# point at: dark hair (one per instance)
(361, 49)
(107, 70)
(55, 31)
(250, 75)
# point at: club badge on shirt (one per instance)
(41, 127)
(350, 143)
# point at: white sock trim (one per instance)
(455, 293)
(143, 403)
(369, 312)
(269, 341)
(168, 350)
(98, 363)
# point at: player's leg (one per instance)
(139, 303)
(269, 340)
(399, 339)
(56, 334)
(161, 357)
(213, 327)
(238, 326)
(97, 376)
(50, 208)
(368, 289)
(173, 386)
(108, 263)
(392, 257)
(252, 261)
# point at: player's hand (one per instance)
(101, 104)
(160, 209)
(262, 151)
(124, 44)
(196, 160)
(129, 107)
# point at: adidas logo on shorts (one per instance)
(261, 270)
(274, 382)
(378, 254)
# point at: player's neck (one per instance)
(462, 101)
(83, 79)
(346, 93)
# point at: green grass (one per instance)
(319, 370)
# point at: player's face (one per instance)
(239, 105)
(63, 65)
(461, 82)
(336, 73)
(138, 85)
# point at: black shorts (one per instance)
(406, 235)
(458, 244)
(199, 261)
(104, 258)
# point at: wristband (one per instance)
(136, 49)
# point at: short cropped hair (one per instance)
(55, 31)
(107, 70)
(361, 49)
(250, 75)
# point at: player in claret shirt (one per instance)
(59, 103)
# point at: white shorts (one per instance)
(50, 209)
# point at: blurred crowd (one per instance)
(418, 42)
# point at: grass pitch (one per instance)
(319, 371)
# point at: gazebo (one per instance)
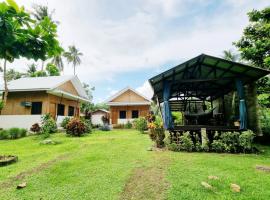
(198, 88)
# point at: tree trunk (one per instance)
(252, 109)
(5, 82)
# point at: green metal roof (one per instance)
(205, 76)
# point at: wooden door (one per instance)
(53, 110)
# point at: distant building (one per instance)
(127, 105)
(96, 116)
(30, 98)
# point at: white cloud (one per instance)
(146, 90)
(124, 36)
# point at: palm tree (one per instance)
(41, 11)
(58, 62)
(73, 56)
(229, 55)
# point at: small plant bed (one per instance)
(7, 160)
(225, 142)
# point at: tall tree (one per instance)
(254, 47)
(58, 62)
(13, 75)
(230, 55)
(22, 36)
(32, 69)
(73, 56)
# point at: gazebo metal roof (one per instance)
(205, 77)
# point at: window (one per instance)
(70, 111)
(135, 114)
(122, 114)
(61, 109)
(36, 108)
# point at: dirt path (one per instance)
(12, 180)
(148, 182)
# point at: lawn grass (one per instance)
(117, 165)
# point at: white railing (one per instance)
(20, 121)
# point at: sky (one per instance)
(126, 42)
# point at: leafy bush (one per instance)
(119, 126)
(88, 125)
(35, 128)
(105, 127)
(231, 141)
(246, 141)
(76, 127)
(23, 132)
(65, 121)
(173, 147)
(218, 146)
(105, 120)
(48, 124)
(14, 133)
(140, 124)
(4, 134)
(186, 143)
(128, 125)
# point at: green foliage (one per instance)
(48, 124)
(65, 122)
(75, 127)
(173, 147)
(254, 44)
(4, 134)
(88, 125)
(13, 133)
(177, 117)
(186, 143)
(231, 141)
(105, 127)
(140, 124)
(246, 141)
(218, 146)
(128, 125)
(52, 70)
(73, 56)
(1, 104)
(23, 36)
(13, 75)
(35, 128)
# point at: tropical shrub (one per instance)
(15, 133)
(119, 126)
(88, 125)
(186, 143)
(140, 124)
(105, 127)
(218, 146)
(173, 147)
(246, 141)
(48, 124)
(65, 121)
(128, 125)
(75, 127)
(4, 134)
(231, 141)
(35, 128)
(105, 119)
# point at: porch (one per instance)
(200, 89)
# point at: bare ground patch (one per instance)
(11, 181)
(148, 182)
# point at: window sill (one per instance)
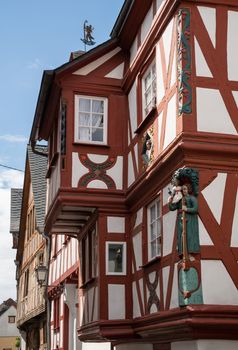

*Objetivo da tarefa*
Cite na íntegra todas as linhas acima, sem alterar nenhuma delas. Deixe as imagens fora da resposta.

*Em resposta*
# point at: dark hair (one per instance)
(361, 49)
(107, 70)
(55, 31)
(250, 75)
# point at: club badge on shirt (one per instance)
(41, 127)
(350, 143)
# point at: white sock trim (one per instance)
(455, 293)
(143, 403)
(369, 312)
(269, 341)
(168, 350)
(98, 363)
# point at: player's leg (one per instance)
(139, 303)
(269, 340)
(399, 339)
(56, 334)
(161, 357)
(213, 327)
(238, 326)
(97, 376)
(50, 208)
(368, 289)
(173, 386)
(108, 263)
(392, 257)
(252, 261)
# point at: player's hand (one per instance)
(101, 104)
(160, 209)
(262, 151)
(124, 44)
(196, 160)
(129, 107)
# point at: adidas logo on shorts (one per instance)
(261, 270)
(274, 382)
(378, 254)
# point at: player's neck (one per instance)
(462, 101)
(83, 79)
(346, 93)
# point at: green grass (one per instance)
(319, 370)
# point at: player's face (one per instance)
(239, 105)
(63, 65)
(461, 82)
(336, 73)
(138, 85)
# point at: black shorts (one per instance)
(406, 235)
(458, 244)
(199, 261)
(104, 258)
# point at: wristband (one per instance)
(136, 49)
# point at: short cropped hair (one per instance)
(55, 31)
(107, 70)
(361, 49)
(250, 75)
# point at: player in claret shirt (one per instance)
(59, 103)
# point at: white shorts (one per instance)
(50, 209)
# point at: blurred crowd (one per instance)
(418, 42)
# point at: grass pitch (one per instance)
(319, 371)
# point at: gazebo (one per instance)
(198, 88)
# point at: tree trunk (one per instance)
(252, 109)
(5, 82)
# point at: green metal roof (one per instance)
(205, 76)
# point at: wooden door (one per instance)
(53, 110)
# point at: distant building (one per instance)
(127, 105)
(96, 116)
(30, 98)
# point at: white cloud (one per instance)
(146, 90)
(124, 36)
# point at: palm tree (one per instance)
(41, 11)
(58, 62)
(73, 56)
(229, 55)
# point at: small plant bed (one per instance)
(7, 160)
(225, 142)
# point at: tall tree (one per instance)
(254, 47)
(58, 62)
(13, 75)
(230, 55)
(22, 36)
(32, 69)
(73, 56)
# point at: gazebo metal roof (one per instance)
(205, 77)
# point at: window (one per instance)
(70, 111)
(135, 114)
(122, 114)
(61, 109)
(36, 108)
# point at: dirt path (one per instance)
(12, 180)
(148, 182)
# point at: lawn grass (one per instance)
(117, 165)
# point at: white railing (one per instance)
(20, 121)
# point at: sky (one per instance)
(126, 42)
# point at: leafy bush (one per instance)
(119, 126)
(88, 125)
(35, 128)
(105, 127)
(231, 141)
(246, 141)
(76, 127)
(23, 132)
(65, 121)
(173, 147)
(218, 146)
(105, 120)
(48, 124)
(14, 133)
(140, 124)
(4, 134)
(186, 143)
(128, 125)
# point at: green foliage (one per instance)
(48, 124)
(65, 122)
(75, 127)
(173, 147)
(254, 44)
(4, 134)
(88, 125)
(13, 133)
(177, 117)
(186, 143)
(231, 141)
(105, 127)
(140, 124)
(246, 141)
(218, 146)
(128, 125)
(52, 70)
(73, 56)
(1, 104)
(23, 36)
(13, 75)
(35, 128)
# point at: tropical shrub (one per instance)
(15, 133)
(119, 126)
(88, 125)
(186, 143)
(140, 124)
(105, 127)
(218, 146)
(173, 147)
(246, 141)
(48, 124)
(65, 121)
(128, 125)
(75, 127)
(4, 134)
(231, 141)
(35, 128)
(105, 119)
# point at: porch (one per instance)
(200, 89)
# point at: bare ground patch (one per instance)
(11, 181)
(148, 182)
# point at: window sill (one per instance)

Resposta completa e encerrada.